### Task details
Please arrange the lines below as a JSON list of strings, one string for each line, with blank lines and the pictures left out.

### Point annotation dataset records
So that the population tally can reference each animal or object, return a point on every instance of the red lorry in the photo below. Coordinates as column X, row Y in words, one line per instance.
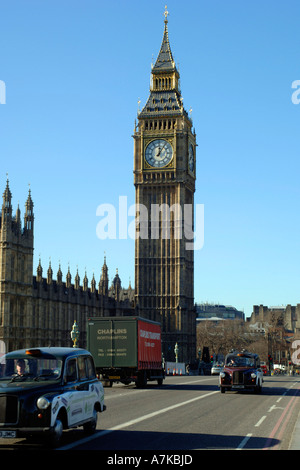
column 126, row 349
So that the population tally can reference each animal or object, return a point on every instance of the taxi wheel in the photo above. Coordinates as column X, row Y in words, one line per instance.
column 57, row 432
column 90, row 427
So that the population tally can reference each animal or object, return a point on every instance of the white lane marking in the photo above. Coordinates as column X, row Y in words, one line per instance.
column 136, row 420
column 260, row 421
column 244, row 442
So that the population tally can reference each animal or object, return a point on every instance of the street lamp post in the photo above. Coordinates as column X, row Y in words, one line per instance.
column 75, row 334
column 176, row 349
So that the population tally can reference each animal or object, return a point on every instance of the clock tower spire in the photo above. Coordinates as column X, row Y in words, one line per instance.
column 164, row 179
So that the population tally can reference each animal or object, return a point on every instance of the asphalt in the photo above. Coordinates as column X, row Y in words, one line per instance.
column 295, row 441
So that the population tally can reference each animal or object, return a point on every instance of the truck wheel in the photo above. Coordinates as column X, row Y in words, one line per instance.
column 142, row 379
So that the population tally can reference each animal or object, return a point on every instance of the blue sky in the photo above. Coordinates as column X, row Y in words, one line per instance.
column 74, row 72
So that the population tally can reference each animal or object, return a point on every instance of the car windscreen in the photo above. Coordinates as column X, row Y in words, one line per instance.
column 240, row 361
column 29, row 368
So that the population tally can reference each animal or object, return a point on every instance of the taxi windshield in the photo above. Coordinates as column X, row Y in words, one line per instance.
column 29, row 368
column 240, row 361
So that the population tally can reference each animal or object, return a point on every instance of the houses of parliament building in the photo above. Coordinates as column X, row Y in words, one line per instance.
column 37, row 310
column 40, row 309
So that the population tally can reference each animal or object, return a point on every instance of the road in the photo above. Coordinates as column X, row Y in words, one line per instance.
column 189, row 413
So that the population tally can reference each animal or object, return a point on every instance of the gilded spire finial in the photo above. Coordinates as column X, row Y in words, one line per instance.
column 166, row 14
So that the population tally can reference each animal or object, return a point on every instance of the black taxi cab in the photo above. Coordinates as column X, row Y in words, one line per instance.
column 241, row 371
column 46, row 390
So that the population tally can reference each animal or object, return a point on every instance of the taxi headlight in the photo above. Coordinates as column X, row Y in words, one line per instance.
column 43, row 403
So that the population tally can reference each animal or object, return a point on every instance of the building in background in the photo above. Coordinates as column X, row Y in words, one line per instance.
column 37, row 310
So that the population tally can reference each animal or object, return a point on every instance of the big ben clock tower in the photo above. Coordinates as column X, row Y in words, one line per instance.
column 164, row 179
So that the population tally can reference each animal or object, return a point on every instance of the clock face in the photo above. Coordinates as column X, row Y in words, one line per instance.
column 159, row 153
column 191, row 158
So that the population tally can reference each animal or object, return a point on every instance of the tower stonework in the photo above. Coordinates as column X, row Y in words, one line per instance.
column 164, row 179
column 16, row 263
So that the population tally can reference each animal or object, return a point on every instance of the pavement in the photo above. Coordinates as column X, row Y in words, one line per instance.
column 295, row 441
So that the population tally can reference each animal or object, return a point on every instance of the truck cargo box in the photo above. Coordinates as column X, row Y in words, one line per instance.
column 117, row 342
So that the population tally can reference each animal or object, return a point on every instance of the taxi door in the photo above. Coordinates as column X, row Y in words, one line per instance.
column 74, row 395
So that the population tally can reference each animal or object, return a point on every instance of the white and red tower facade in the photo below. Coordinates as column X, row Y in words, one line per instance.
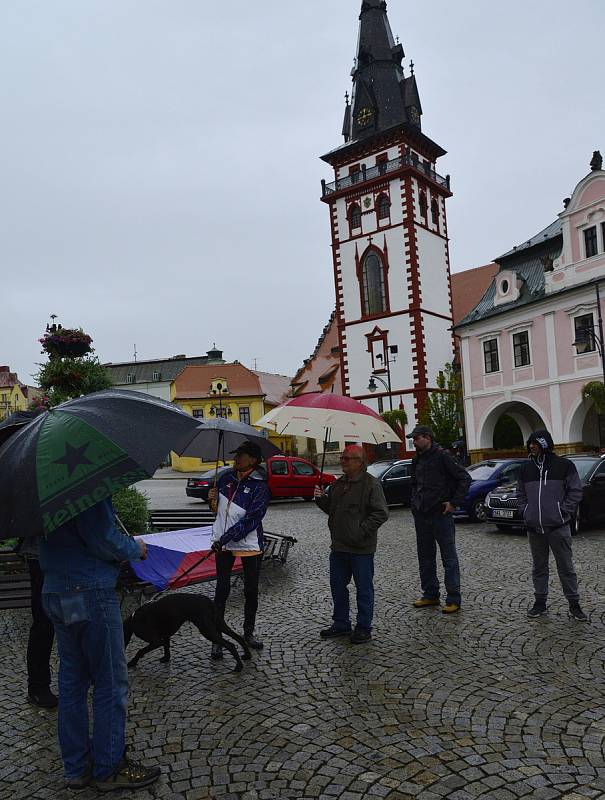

### Expected answer
[
  "So that the population tally can reference each animal or object, return a point on every instance of the red lorry in the photo below. Coordinates as column X, row Y in words, one line per instance.",
  "column 126, row 349",
  "So that the population tally can reference each animal or object, return a point on every instance of the taxi wheel in the photo above. Coordinates as column X, row Y in words, one line per instance.",
  "column 57, row 432",
  "column 90, row 427",
  "So that the population tally can reference each animal or object, return a point on every instance of the white lane marking in the photo above. Coordinates as column X, row Y in words, one line per instance.",
  "column 136, row 420",
  "column 260, row 421",
  "column 244, row 442",
  "So that the population tally can reference each animal or object, return a point on every instance of the street lamp post in the photo above. Coordinates as column X, row Y in words, one line per instance.",
  "column 75, row 334",
  "column 176, row 349",
  "So that the population tally can reference each animal or object, return a point on every instance of the clock tower spire in the photo above. Coordinates as column X, row Y in words, one line per instance.",
  "column 164, row 179",
  "So that the population tally can reference each animal or object, return a point on every instance of the asphalt in the photo above. Coordinates as column X, row Y in words, one line per instance.",
  "column 295, row 441",
  "So that the population tally can reference each animal or object, return a point on every instance of the truck wheel in the photo above. Coordinates as column X, row Y in words, one line per instance.",
  "column 142, row 379",
  "So that the population tally can reference each animal or object, return a point on every instance of the blue sky in the photo above. Coordinates as column X, row Y in words, one line per instance.",
  "column 74, row 72",
  "So that the population tally can reference each animal or object, return a point on every instance of the car windscreen in the photo above. Coordinates as column X, row Y in words, one line per instance.",
  "column 240, row 361",
  "column 29, row 368",
  "So that the population tally can reference each animal or object, return a point on every instance of the taxi windshield in the photo above. Coordinates as column X, row Y in words, one line per instance.",
  "column 29, row 368",
  "column 240, row 361",
  "So that the population tally can reference each animal or object, return a point on every instance of the houses of parliament building in the photo above. Coordinates as column X, row Y in words, one line per instance.",
  "column 37, row 310",
  "column 40, row 309",
  "So that the population tally can reference each animal or object, return a point on every instance of the road in the photo above. Coordinates as column X, row Y in words, one line per instance.",
  "column 189, row 413",
  "So that the population tally can reference each animal or object, return a point on every instance of the gilded spire finial in the photo above. Coordinates as column X, row Y in words, one line per instance.",
  "column 166, row 14",
  "So that the population tally can reference each animal or object, return a point on every instance of the black taxi cab in the photo above. Coordinates as column X, row Y in words, one line per instance.",
  "column 241, row 371",
  "column 46, row 390",
  "So that the population tally can reference each animal or object, return a point on every instance of the taxi headlight in the photo above. Coordinates as column X, row Y in words, one line per instance.",
  "column 43, row 403",
  "So that the population tally can reference each animal or object, return a point on every instance of the building in background in the photo above. Coordinates as column X, row Y in words, one line per instance.",
  "column 37, row 310",
  "So that the population tally can reference each animal or object, return a point on every instance of the big ben clock tower in the photo above. Coordinates as column X, row Y in words, one line per instance.",
  "column 164, row 179",
  "So that the population tally can reference each animal or object, return a point on every instance of the clock face in the photo above. Coordinates as column X, row Y in words, one line per instance.",
  "column 159, row 153",
  "column 191, row 158",
  "So that the population tally can reference each animal or object, return a point on every instance of the tower stonework in the photo above. Coordinates as column X, row Y in words, one line per instance.",
  "column 164, row 179",
  "column 16, row 263",
  "So that the population tally can reference each animal or object, return a point on every instance of the pavement in the photo above. Coordinates as column X, row Y in words, one line per instance.",
  "column 295, row 441",
  "So that the population tally can reference each animal or object, return a point on every instance of the truck cargo box in the photo above. Coordinates as column X, row Y in words, one line per instance.",
  "column 117, row 342",
  "So that the population tally can reference each animal or object, return a point on every instance of the taxi door in the photo above. Coordinates as column X, row Y in words, one line per instance.",
  "column 74, row 395",
  "So that the population tally can reference each animal or object, return a point on every instance of the white and red tower facade in the photo below. Coordinates as column X, row Y in words, one line per instance."
]